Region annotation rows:
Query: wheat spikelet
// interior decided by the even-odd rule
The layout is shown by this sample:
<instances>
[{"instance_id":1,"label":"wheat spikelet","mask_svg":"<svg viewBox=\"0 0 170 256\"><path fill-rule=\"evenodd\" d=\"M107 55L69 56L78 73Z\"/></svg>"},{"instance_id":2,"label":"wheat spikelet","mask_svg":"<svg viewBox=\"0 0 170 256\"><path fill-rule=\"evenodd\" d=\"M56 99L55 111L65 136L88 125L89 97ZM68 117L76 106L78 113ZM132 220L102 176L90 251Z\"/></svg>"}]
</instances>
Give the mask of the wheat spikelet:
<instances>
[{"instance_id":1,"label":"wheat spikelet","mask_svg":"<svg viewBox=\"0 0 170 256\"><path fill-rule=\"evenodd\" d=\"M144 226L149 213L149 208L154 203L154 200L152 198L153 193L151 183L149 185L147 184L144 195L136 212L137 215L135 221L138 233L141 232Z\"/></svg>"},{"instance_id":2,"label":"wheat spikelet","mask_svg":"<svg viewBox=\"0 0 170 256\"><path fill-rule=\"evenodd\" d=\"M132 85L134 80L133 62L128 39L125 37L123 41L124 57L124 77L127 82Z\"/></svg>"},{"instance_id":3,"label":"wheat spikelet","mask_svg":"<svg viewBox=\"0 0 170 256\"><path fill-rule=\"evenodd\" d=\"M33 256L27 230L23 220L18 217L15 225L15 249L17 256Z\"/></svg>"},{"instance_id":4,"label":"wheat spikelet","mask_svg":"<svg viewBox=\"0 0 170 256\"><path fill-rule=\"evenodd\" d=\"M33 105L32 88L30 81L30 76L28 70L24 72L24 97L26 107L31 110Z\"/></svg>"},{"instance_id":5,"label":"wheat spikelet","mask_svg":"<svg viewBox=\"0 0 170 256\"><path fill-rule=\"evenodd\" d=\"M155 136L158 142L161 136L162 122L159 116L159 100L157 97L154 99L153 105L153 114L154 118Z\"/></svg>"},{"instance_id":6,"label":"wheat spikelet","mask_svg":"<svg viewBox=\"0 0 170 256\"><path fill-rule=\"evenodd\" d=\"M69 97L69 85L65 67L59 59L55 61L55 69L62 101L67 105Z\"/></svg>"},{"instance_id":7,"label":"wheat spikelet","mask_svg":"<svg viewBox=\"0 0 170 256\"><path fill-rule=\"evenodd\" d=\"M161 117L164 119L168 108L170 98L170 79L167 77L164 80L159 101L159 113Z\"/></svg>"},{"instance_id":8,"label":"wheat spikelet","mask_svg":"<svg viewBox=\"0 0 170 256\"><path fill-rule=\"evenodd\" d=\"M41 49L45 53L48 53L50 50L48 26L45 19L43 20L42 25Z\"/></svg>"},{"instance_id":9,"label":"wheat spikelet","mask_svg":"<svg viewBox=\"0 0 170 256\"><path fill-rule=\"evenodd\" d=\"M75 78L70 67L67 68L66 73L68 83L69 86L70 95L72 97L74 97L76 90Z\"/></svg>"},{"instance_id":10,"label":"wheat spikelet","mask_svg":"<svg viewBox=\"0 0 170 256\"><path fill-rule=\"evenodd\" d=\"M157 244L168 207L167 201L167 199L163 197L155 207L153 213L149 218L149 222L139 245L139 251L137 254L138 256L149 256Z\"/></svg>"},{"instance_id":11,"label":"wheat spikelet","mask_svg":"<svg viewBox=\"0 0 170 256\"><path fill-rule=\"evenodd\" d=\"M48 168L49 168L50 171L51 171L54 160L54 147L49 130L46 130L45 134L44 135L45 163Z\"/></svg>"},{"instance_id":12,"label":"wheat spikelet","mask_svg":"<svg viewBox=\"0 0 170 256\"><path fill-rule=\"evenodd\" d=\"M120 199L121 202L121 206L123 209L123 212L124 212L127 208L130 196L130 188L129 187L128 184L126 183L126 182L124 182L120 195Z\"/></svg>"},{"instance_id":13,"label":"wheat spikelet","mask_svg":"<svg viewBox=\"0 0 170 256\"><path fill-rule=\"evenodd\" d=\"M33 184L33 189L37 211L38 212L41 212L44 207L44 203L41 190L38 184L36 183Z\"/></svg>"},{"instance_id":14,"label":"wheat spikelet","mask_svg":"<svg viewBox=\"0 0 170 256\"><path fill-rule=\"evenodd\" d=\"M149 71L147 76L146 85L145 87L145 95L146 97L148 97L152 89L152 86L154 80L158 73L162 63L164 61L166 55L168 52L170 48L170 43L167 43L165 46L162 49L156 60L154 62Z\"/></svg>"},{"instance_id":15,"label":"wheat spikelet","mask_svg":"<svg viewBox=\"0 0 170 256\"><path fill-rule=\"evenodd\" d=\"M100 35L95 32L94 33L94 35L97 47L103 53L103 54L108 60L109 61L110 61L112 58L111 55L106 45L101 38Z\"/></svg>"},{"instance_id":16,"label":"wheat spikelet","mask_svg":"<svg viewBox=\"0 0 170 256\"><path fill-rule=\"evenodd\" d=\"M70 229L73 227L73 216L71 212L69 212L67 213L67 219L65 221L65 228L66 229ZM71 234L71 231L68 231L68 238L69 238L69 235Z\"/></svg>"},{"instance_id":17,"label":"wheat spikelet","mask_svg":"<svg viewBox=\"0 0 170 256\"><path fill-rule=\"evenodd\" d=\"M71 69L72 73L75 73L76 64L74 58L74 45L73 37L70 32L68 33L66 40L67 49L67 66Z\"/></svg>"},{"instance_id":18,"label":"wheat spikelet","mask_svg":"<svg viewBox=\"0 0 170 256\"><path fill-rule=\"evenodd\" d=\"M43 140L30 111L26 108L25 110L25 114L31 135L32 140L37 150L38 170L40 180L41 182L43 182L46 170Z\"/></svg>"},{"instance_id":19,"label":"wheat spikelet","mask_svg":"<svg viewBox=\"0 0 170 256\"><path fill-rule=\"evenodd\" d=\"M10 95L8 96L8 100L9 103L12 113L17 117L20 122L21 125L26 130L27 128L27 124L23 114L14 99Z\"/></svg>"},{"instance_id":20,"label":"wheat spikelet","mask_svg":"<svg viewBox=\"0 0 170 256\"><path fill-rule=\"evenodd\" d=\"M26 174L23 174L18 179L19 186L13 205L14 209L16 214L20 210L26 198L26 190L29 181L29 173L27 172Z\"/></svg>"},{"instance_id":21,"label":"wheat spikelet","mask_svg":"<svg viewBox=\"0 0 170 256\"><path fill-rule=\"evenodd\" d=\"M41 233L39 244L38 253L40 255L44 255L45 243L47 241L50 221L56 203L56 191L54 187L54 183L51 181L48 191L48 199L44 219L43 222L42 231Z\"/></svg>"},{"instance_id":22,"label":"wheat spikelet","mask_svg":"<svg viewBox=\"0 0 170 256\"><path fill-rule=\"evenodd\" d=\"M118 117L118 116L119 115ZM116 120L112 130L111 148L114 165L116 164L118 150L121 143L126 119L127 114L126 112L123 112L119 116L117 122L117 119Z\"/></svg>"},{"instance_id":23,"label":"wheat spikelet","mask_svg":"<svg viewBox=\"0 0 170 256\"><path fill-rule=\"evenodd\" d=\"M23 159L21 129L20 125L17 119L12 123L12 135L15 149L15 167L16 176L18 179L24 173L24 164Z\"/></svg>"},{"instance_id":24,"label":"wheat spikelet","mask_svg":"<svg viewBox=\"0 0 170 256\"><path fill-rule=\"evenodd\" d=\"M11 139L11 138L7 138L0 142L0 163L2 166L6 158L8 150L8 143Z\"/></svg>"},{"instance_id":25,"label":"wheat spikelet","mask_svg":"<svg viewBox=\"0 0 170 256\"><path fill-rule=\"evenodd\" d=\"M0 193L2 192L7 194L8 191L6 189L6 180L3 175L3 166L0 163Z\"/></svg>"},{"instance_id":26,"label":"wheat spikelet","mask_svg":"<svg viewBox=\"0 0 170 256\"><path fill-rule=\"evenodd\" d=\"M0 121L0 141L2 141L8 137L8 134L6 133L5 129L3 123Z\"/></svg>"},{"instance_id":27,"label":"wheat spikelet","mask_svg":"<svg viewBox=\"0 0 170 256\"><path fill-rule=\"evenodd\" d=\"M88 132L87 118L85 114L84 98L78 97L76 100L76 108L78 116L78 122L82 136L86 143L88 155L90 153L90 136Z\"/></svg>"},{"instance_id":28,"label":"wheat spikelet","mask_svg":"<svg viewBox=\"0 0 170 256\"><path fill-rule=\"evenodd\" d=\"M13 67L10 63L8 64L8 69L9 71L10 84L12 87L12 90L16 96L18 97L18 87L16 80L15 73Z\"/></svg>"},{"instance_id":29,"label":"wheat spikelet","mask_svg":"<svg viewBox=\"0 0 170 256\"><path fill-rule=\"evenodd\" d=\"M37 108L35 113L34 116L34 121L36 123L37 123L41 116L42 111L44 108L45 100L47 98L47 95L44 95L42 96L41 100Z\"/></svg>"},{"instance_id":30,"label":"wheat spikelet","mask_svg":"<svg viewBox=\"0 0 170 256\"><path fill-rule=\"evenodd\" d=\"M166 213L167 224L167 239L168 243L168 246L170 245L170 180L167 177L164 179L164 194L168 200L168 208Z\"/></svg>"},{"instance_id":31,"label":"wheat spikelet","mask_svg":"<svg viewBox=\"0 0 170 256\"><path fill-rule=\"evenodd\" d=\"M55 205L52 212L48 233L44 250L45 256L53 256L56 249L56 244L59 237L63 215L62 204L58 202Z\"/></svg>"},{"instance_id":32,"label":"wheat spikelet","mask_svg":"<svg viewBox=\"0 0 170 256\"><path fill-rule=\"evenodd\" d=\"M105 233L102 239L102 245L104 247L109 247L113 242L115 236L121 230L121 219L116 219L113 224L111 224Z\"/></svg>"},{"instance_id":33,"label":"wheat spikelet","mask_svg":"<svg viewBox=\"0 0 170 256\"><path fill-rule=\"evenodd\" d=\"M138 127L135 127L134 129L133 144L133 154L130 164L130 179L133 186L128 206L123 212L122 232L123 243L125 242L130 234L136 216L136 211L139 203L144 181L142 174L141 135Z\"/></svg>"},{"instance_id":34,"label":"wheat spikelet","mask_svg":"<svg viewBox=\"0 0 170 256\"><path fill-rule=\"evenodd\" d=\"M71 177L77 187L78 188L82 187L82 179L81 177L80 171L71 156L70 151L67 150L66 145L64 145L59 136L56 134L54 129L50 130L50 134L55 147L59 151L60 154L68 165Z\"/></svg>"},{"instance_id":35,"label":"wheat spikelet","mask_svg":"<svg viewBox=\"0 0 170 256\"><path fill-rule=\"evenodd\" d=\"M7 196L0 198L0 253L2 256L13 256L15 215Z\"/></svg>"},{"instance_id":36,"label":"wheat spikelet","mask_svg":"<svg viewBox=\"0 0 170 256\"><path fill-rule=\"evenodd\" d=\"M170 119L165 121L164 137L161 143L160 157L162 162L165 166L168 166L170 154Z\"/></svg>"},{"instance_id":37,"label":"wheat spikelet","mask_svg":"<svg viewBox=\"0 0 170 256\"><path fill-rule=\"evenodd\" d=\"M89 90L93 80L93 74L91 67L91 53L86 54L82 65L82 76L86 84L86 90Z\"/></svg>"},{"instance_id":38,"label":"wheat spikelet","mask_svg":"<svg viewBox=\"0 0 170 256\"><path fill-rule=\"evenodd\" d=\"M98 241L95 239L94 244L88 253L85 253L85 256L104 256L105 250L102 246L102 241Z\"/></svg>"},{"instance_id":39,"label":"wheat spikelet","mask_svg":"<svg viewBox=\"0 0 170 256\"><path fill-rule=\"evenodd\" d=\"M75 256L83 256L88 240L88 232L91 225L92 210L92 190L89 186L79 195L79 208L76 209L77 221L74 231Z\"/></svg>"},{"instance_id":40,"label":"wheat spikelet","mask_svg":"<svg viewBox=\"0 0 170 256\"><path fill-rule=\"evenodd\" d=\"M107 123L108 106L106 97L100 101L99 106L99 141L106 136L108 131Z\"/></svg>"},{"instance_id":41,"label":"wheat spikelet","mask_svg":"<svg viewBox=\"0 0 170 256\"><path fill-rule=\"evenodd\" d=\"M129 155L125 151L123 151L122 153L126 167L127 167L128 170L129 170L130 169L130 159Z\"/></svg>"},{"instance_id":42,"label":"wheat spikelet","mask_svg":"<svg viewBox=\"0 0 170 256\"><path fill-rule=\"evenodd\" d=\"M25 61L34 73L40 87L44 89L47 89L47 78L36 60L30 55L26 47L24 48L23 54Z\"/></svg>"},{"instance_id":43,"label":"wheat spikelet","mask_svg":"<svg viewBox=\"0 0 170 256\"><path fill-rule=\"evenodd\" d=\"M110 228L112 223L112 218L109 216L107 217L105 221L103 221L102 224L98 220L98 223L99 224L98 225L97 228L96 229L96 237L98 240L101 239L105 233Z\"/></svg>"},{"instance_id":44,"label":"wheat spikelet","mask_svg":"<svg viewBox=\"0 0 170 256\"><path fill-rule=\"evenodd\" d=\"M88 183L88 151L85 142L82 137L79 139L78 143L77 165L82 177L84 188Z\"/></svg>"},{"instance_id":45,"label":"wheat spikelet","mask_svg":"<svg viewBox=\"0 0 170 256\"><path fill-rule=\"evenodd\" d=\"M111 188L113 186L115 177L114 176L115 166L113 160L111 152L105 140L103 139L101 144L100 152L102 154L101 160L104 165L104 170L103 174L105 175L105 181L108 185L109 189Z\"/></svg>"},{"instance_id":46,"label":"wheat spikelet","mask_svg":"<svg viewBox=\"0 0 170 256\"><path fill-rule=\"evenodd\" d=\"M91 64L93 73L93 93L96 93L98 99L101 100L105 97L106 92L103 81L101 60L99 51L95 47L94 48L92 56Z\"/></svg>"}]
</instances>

• SHORT EXERCISE:
Change "layout" to "format" in everything from the start of the rows down through the line containing "99L55 111L65 136L88". Give that stretch again with no other change.

• CORRECT ANSWER:
Query: wheat spikelet
// interior decided by the even-odd rule
The format is shown by this sample:
<instances>
[{"instance_id":1,"label":"wheat spikelet","mask_svg":"<svg viewBox=\"0 0 170 256\"><path fill-rule=\"evenodd\" d=\"M107 55L69 56L78 73Z\"/></svg>"},{"instance_id":2,"label":"wheat spikelet","mask_svg":"<svg viewBox=\"0 0 170 256\"><path fill-rule=\"evenodd\" d=\"M56 99L55 111L65 136L88 125L89 97ZM68 117L76 106L78 113ZM132 220L102 176L90 251Z\"/></svg>"}]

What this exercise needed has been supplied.